— Begin SUPPLIED RECORDS —

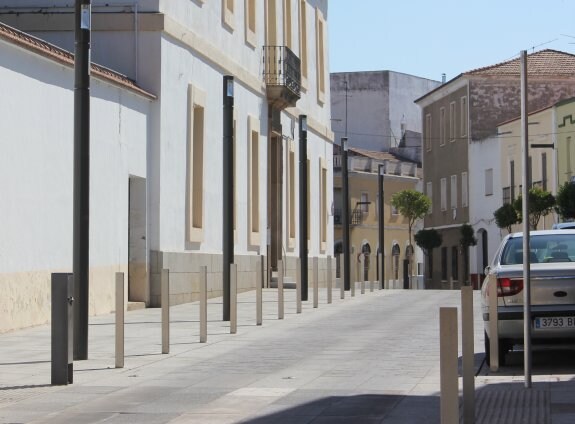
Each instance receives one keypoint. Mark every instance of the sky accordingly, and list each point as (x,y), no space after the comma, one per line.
(426,38)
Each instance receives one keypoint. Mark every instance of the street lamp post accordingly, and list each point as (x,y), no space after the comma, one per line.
(381,202)
(81,199)
(345,213)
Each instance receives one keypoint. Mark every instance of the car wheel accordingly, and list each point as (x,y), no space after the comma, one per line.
(503,349)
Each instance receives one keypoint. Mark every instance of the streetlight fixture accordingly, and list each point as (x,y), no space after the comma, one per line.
(345,213)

— End SUPPLIED RECORDS —

_WHAT TO DO_. Return every item above word for word, with the pictures left out.

_TASK OUTPUT_.
Each instance receives one keypoint. Mark every instance of the sky accordingly, and list each point as (x,y), no space after the comma, one per line.
(426,38)
Each instance receives one keypoint. Mark every instance of the street lamp post accordingly, and list each point as (x,y), no space after the comma, one per line.
(381,202)
(81,199)
(345,213)
Each instance receives one keypoint. Mark every instance of the car wheel accordingly, and list each point as (x,y), no space after the comma, one per line.
(503,349)
Each instance receives one keypoint. Mark every instance of the streetlight fixture accordingly, and list each point as (x,y), no space after the comma, one per line.
(345,213)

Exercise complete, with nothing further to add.